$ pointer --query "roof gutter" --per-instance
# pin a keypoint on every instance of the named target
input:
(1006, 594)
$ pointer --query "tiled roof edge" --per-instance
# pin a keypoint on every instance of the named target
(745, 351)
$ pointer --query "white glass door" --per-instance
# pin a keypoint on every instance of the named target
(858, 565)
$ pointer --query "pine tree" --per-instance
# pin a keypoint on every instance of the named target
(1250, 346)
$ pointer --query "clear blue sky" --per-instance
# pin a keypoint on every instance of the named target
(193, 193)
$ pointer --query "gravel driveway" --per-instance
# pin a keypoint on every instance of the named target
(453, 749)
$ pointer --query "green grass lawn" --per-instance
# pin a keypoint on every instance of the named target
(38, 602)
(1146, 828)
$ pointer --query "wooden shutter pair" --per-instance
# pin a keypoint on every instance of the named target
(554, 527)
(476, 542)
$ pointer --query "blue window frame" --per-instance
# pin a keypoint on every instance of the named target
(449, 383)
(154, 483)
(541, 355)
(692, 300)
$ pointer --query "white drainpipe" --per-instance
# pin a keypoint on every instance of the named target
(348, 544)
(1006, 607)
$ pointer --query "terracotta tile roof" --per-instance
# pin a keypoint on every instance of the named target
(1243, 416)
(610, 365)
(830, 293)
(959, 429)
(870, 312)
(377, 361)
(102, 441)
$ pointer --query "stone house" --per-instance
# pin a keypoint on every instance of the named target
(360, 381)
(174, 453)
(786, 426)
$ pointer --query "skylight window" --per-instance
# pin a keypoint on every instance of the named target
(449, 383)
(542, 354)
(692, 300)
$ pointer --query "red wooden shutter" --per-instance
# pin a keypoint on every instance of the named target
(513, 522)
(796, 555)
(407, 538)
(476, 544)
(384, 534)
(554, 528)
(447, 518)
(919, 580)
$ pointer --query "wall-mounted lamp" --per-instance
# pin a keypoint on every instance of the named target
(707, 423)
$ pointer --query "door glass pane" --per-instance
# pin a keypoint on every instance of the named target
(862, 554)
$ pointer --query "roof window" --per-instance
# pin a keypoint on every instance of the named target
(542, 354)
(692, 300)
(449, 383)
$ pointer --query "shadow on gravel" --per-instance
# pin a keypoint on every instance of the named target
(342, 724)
-------
(Given request) Scale the items from their first line down through the line that holds "(1146, 828)", with that line included. Write out every line in that span again, requests included, multiplying each point coordinate by 1.8 and rounding to the nearest whole number, with halves rounded up.

(Reply)
$ pointer --query "roof gutter" --per-instance
# pin a keypoint on every instance of the named target
input:
(1811, 1069)
$ pointer --query "tiled roof edge" --per-instance
# pin a keypoint on every instance of the named target
(1341, 632)
$ pointer --query "white glass door" --per-instance
# pin a keypoint on every instance of the named target
(1544, 1017)
$ pointer --query "pine tree" --per-instance
# pin a keypoint on every instance of the named target
(2250, 623)
$ pointer --query "clear blue sky" --per-instance
# pin a keypoint on every instance of the named target
(347, 347)
$ pointer --query "gravel driveway" --per-instance
# pin a keypoint on every instance of the named target
(815, 1348)
$ pointer --query "green grass lawn" --per-instance
# pin a keypoint on every instance of the named target
(68, 1084)
(2063, 1490)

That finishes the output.